──────── PAGE EXTRACT
When choosing an opening system, it’s important to pick something that is within your skill set, suits your style, and makes you feel excited whenever it appears on the board. You can pick an all-gambit repertoire (it might not be completely sound, but it sure will be fun!), you can go with super-sharp mainstream theory (Sicilian Najdorf – 1.e4 c5 2.Nf3 d6 3.d4 cxd4 4.Nxd4 Nf6 5.Nc3 a6), you can create a repertoire made up of non-mainstream systems (Vienna Game – 1.e4 e5 2.Nc3, Larsen’s Opening – 1.b3, etc.), you can pick dependable positional setups (the Black side of the QGD, Tartakower Variation – 1.d4 d5 2.c4 e6 3.Nc3 Nf6 4.Bg5 Be7 5.e3 0-0 6.Nf3 h6 7.Bh4 b6), or you can take a ride on the latest winds of fashion.
────────────────
──────── PROVIDED INFORMATION
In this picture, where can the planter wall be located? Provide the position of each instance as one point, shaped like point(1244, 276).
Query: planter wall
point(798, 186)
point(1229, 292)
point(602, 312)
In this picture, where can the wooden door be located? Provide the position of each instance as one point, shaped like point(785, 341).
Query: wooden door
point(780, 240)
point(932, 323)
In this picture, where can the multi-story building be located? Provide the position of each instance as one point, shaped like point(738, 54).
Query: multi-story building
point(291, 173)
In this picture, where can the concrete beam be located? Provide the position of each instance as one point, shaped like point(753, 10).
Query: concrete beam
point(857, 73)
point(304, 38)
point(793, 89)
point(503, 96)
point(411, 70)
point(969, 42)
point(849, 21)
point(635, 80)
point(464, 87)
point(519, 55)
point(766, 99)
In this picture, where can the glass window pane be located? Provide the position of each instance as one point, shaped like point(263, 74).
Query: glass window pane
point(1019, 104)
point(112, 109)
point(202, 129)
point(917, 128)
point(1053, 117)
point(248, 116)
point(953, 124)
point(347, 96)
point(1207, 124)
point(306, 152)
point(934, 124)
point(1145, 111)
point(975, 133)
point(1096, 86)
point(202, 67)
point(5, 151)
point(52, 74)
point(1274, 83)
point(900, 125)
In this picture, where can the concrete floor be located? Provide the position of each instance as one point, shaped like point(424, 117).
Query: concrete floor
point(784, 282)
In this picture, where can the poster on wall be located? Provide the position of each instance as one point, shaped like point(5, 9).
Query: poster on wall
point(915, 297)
────────────────
_SET PROBLEM 1_
Copy the passage on choosing a chess opening between "When choosing an" and "winds of fashion.", inclusive.
_SET PROBLEM 2_
Pick up the passage on choosing a chess opening system after its final sentence and keep writing it.

_TASK OUTPUT 1_
When choosing an opening system, it’s important to pick something that is within your skill set, suits your style, and makes you feel excited whenever it appears on the board. You can pick an all-gambit repertoire (it might not be completely sound, but it sure will be fun!), you can go with super-sharp mainstream theory (Sicilian Najdorf – 1.e4 c5 2.Nf3 d6 3.d4 cxd4 4.Nxd4 Nf6 5.Nc3 a6), you can create a repertoire made up of non-mainstream systems (Vienna Game – 1.e4 e5 2.Nc3, Larsen’s Opening – 1.b3, etc.), you can pick dependable positional setups (the Black side of the QGD, Tartakower Variation – 1.d4 d5 2.c4 e6 3.Nc3 Nf6 4.Bg5 Be7 5.e3 0-0 6.Nf3 h6 7.Bh4 b6), or you can take a ride on the latest winds of fashion.

_TASK OUTPUT 2_
When I was an active player, I mixed fashion, heavy theory, and some odd lines too. In the end, though, it was all about the positions that I found interesting. From the age of 14 onwards, I had messed around with all sorts of lines vs. 1.d4: the Modern Benoni (1.d4 Nf6 2.c4 c5 3.d5 e6 4.Nc3 exd5 5.cxd5 d6 – exciting, but it was too complicated for me at that time), the Czech Benoni (1.d4 Nf6 2.c4 c5 3.d5 e5 4.Nc3 d6 5.e4 Be7 – I fell in love with it since it was easy to understand and it had a very sound foundation) and eventually (when I was around 18) I found myself playing the Nimzo-Indian (1.d4 Nf6 2.c4 e6 3.Nc3 Bb4 – a wonderful opening that is both sound and strategically exciting).

At that time, 1.d4 Nf6 2.c4 e6 3.Nc3 Bb4 4.e3 was extremely popular (it still is), and I decided to go with Spassky’s favorite setup:

What’s not to like? Black has easy development, plenty of space, and active pieces. Though this is a very sound system, as time went by and my style changed I began to appreciate White’s plusses too: two bishops and a central pawn majority. And so, I searched for an alternative.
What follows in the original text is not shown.